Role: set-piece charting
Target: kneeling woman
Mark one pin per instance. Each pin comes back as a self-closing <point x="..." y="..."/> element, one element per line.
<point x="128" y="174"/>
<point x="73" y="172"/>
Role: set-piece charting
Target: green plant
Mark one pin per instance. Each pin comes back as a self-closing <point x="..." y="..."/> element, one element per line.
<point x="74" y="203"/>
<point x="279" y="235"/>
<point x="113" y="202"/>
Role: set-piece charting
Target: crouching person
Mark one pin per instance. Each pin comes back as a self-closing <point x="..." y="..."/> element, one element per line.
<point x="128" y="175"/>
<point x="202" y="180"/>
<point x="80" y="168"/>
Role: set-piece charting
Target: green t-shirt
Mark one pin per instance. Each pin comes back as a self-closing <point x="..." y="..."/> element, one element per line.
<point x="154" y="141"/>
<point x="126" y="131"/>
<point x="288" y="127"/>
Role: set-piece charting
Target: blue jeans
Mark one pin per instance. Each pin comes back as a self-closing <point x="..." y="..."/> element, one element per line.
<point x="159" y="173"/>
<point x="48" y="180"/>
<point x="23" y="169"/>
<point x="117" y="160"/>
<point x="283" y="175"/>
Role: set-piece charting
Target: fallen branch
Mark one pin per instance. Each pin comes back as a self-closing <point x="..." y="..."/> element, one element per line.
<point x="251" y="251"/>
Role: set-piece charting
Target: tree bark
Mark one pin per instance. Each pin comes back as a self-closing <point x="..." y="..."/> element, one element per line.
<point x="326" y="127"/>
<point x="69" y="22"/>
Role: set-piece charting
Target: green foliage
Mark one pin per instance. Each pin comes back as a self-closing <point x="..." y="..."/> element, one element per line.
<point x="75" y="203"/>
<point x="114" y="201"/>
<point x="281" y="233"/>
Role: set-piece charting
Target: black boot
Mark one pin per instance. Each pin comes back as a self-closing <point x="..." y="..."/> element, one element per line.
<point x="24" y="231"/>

---+---

▶ **TASK TO CARRY OUT**:
Set the listing above down once more in full, exactly as it is.

▶ **WRITTEN SOLUTION**:
Role: set-piece charting
Target: kneeling woman
Mark one pin per instance. Each pin comes back as a self-closing <point x="..." y="..."/> element, one element per line.
<point x="128" y="174"/>
<point x="73" y="172"/>
Role: set-piece charting
Target: green plant
Mark one pin per instance. Each pin comes back as a self-closing <point x="..." y="..."/> element, one element per line.
<point x="74" y="203"/>
<point x="279" y="235"/>
<point x="113" y="202"/>
Role: set-piece charting
Target: crouching person
Mark one pin per instance. Each pin comes back as a self-closing <point x="..." y="..."/> element, one element per line.
<point x="128" y="175"/>
<point x="202" y="180"/>
<point x="80" y="168"/>
Role: set-piece charting
Target: green t-shirt
Mark one pin per instance. Each pin comes back as a self-closing <point x="..." y="..."/> element, one element per line.
<point x="154" y="141"/>
<point x="126" y="131"/>
<point x="288" y="127"/>
Role: set-piece charting
Target: blue jeans
Mark one pin per instance. Each pin comes back as a self-closing <point x="..." y="..."/> element, one element per line.
<point x="159" y="173"/>
<point x="48" y="180"/>
<point x="23" y="169"/>
<point x="117" y="160"/>
<point x="283" y="175"/>
Role: set-piece charting
Target: fallen branch
Mark one pin per instance. Each pin comes back as a self-closing <point x="..." y="..."/> element, one element per line.
<point x="251" y="251"/>
Role: set-piece charting
Target: tree bark
Mark one pin per instance. Each pin comes back as a self-closing <point x="..." y="..."/> element, one element per line.
<point x="326" y="127"/>
<point x="69" y="22"/>
Role: set-piece charting
Target: green foliage
Mark one pin per instance. Each pin comes back as a self-closing <point x="..." y="..."/> element, one element per line.
<point x="75" y="203"/>
<point x="114" y="201"/>
<point x="281" y="233"/>
Role: set-piece charting
Target: black boot
Mark one pin per instance. Each pin comes back as a self-closing <point x="..." y="..."/> element, one element per line.
<point x="24" y="231"/>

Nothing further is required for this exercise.